--- Source data ---

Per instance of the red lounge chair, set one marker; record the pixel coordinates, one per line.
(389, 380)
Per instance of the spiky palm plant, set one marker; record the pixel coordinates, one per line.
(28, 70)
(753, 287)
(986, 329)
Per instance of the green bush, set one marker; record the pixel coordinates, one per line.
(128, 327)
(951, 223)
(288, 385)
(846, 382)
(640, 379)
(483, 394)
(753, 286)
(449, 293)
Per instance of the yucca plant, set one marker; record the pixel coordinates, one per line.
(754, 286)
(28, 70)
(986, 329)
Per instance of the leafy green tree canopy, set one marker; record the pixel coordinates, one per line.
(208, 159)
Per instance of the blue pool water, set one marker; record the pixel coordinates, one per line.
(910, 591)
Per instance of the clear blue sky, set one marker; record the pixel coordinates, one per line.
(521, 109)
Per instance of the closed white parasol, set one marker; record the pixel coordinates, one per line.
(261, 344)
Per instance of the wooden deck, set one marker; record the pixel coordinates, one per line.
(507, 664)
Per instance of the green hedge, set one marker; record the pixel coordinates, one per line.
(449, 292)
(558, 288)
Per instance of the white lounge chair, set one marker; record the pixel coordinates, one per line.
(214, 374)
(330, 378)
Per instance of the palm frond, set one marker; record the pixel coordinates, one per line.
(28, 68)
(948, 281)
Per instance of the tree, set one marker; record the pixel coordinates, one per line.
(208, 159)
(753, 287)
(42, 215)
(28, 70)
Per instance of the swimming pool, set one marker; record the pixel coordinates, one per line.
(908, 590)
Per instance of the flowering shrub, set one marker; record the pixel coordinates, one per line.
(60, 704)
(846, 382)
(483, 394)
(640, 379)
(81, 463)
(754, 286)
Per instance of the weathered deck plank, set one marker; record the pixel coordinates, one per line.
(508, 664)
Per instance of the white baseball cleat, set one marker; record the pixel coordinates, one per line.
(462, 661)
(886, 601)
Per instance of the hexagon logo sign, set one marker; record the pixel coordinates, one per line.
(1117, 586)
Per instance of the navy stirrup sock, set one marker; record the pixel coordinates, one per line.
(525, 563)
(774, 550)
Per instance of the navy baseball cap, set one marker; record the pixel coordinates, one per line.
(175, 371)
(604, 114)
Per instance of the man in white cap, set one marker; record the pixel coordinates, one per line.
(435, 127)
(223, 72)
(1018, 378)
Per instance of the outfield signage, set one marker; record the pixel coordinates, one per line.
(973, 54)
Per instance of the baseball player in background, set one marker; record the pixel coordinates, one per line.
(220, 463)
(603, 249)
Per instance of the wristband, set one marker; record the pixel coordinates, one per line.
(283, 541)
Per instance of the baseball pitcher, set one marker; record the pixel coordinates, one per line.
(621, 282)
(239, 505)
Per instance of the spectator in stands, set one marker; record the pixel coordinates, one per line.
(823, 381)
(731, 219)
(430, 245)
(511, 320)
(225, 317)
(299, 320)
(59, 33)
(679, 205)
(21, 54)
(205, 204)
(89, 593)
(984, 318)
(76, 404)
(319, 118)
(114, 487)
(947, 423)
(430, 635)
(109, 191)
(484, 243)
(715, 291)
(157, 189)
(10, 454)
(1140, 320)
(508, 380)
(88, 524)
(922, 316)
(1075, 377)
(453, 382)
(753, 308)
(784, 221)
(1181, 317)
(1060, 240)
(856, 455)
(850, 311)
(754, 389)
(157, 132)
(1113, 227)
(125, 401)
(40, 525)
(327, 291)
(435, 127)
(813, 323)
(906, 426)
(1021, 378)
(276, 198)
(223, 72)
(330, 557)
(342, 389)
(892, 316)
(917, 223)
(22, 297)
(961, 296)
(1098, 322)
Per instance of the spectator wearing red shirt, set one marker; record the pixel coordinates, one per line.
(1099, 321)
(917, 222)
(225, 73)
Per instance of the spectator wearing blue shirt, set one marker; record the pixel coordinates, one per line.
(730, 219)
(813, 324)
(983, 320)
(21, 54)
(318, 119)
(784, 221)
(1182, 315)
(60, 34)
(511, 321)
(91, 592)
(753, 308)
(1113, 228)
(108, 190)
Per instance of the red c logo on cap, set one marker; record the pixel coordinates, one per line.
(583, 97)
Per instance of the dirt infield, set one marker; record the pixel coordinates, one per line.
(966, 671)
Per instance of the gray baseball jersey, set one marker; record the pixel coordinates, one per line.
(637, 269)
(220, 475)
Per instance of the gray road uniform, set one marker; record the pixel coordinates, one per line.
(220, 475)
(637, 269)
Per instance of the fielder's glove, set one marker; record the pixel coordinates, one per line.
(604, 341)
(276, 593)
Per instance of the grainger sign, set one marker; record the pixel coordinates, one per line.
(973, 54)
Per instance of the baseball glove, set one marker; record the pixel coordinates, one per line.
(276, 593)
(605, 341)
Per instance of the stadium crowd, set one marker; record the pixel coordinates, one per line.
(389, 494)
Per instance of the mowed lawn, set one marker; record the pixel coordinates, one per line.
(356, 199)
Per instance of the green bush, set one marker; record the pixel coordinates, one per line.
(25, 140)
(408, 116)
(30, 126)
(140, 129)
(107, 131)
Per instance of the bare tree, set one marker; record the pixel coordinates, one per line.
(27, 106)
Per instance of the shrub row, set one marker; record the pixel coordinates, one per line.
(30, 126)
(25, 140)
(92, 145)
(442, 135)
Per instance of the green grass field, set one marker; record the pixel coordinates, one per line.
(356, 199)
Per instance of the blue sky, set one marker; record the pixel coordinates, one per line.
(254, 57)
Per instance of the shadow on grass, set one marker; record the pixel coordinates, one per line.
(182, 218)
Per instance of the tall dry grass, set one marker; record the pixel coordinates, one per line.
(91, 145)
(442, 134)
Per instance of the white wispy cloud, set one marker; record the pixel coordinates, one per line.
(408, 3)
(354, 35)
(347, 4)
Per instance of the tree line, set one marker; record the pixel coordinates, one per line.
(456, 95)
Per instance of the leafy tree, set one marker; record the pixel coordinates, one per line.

---

▶ What you should do
Can you restate every record above word for word?

▶ The solution
Per instance of the red lounge chair, set one marker; record the pixel coordinates, one per line.
(389, 380)
Per instance of the spiky palm plant, set one marker; record the pixel coordinates, one per line.
(28, 70)
(753, 287)
(986, 329)
Per instance of the green bush, set one marker; record the pixel coordinates, one per line.
(128, 327)
(951, 223)
(288, 385)
(846, 382)
(640, 379)
(483, 394)
(753, 286)
(449, 293)
Per instance of the yucca plant, set one marker; record the pixel coordinates, one per line.
(754, 286)
(28, 70)
(986, 329)
Per instance of the leafy green tree canopy, set one marker; record the pixel coordinates, one per line.
(208, 159)
Per instance of the blue pool water, set one marker; record the pixel coordinates, one per line.
(910, 591)
Per instance of the clear blue sky, set one marker; record the pixel coordinates, one per line.
(521, 109)
Per instance of the closed white parasol, set one marker; record the pixel coordinates, one per line.
(261, 344)
Per instance of the wooden deck, set one marker; record the pixel coordinates, one per line.
(507, 664)
Per instance of the green hedge, set one marker; record the pixel coordinates, one per line.
(449, 292)
(558, 288)
Per instance of the white lounge chair, set one marker; record the pixel coordinates, one per line.
(214, 374)
(330, 378)
Per instance of the palm frond, set one marker; record the pixel coordinates, one per line.
(28, 68)
(948, 281)
Per instance of the tree, set one marker; record the pixel coordinates, one per line.
(208, 159)
(753, 287)
(42, 215)
(28, 70)
Per instance of the swimming pool, set one marker; record the pixel coordinates, one per line.
(908, 590)
Per instance of the flowering shrub, set one marker; record the pixel coordinates, one per line.
(60, 704)
(846, 382)
(483, 394)
(640, 379)
(81, 463)
(754, 286)
Per instance of the weathered deck plank, set one marker; record the pixel coordinates, one per line.
(508, 664)
Per instance of the white baseball cleat, set one marker; record the pixel coordinates, one per line.
(462, 661)
(886, 601)
Per instance of the hexagon logo sign, set one marker; record the pixel coordinates, one per line.
(1117, 586)
Per instance of the navy stirrup sock, set one marker; record the pixel coordinates, one per line.
(525, 563)
(774, 550)
Per instance of the navy baseball cap, set one marker; record the pixel coordinates, one per line.
(175, 371)
(604, 114)
Per instance of the man in white cap, set one marker; record the pixel coordinates, one per line.
(435, 127)
(223, 72)
(1018, 378)
Per instance of the outfield signage, set one marker; record the pixel coordinates, one per line.
(973, 54)
Per instance of the baseball player in background, set one marker; record the pixel coordinates, one per line.
(220, 463)
(603, 249)
Per instance of the wristband, set one marker; record the pixel coordinates, one per line.
(283, 541)
Per instance of the baseball pitcher, set one marker; record the pixel coordinates, one per line.
(621, 282)
(239, 505)
Per instance of the spectator in stands, set one marker; record the pixel coordinates, one per line.
(823, 381)
(731, 219)
(430, 245)
(511, 320)
(225, 317)
(299, 320)
(59, 33)
(679, 205)
(21, 54)
(205, 204)
(89, 593)
(984, 318)
(76, 404)
(319, 118)
(114, 487)
(947, 423)
(430, 635)
(109, 191)
(484, 243)
(715, 291)
(157, 189)
(10, 454)
(1140, 320)
(508, 380)
(88, 524)
(922, 316)
(1075, 377)
(453, 382)
(753, 308)
(784, 221)
(1181, 317)
(1060, 240)
(856, 455)
(850, 311)
(754, 389)
(157, 132)
(1113, 227)
(125, 401)
(40, 525)
(327, 291)
(435, 127)
(813, 323)
(906, 426)
(1021, 378)
(276, 198)
(223, 72)
(330, 557)
(342, 389)
(892, 316)
(917, 223)
(22, 297)
(961, 296)
(1098, 322)
Per instance of the spectator wearing red shirt, set one marker; record the pixel coordinates, one per line.
(1099, 321)
(917, 222)
(225, 73)
Per instance of the spectator wearing blue shirt, set one marker; record the pixel coordinates, one per line.
(730, 219)
(813, 324)
(983, 320)
(21, 54)
(318, 119)
(784, 221)
(1182, 315)
(60, 34)
(511, 321)
(91, 592)
(753, 308)
(1113, 228)
(108, 190)
Per instance of the red c logo on cap, set one marker; record the pixel coordinates, one per line.
(583, 97)
Per instance of the dirt infield, set one marker; record the pixel coordinates, one per line.
(966, 671)
Per instance of the gray baseball jersey, set one marker; record the pixel coordinates, one per line.
(637, 269)
(220, 475)
Per instance of the gray road uniform, set one marker; record the pixel coordinates, one per line.
(220, 475)
(637, 269)
Per instance of the fielder's glove, set one marker; record the pixel coordinates, one per line.
(604, 341)
(276, 593)
Per instance of the grainger sign, set one marker; record the pixel coordinates, one per line.
(973, 54)
Per instance of the baseball glove, set one marker; record the pixel coordinates, one per line.
(276, 593)
(605, 341)
Per instance of the stadium crowd, set one marker; record the pixel coordinates, one per line.
(389, 494)
Per instance of the mowed lawn, set one marker; record the pixel coordinates, one per line.
(356, 199)
Per instance of the green bush, set one marker; record the pixel coordinates, one per line.
(25, 140)
(408, 116)
(30, 126)
(140, 129)
(107, 131)
Per instance of the bare tree, set one marker; record the pixel coordinates, one per line.
(27, 106)
Per instance of the shrub row, set one marker; record the pixel coordinates, one per line.
(30, 126)
(25, 140)
(92, 145)
(442, 135)
Per instance of the green grass field, set one marker; record the pixel coordinates, one per line.
(356, 199)
Per instance of the blue sky, set one marker; record the pixel coordinates, one per line.
(254, 57)
Per instance of the shadow on grass, set one marker; record the pixel coordinates, one per line.
(182, 218)
Per instance of the tall dry grass, set one marker; record the pixel coordinates, one per line.
(91, 145)
(442, 134)
Per instance of the white wispy cloud, set one marker; record the pixel coordinates, one per line.
(408, 3)
(354, 35)
(347, 4)
Per instance of the tree line, set one marker; record the pixel coordinates, one per line.
(456, 95)
Per instance of the leafy tree, set one marker; record the pixel coordinates, one per line.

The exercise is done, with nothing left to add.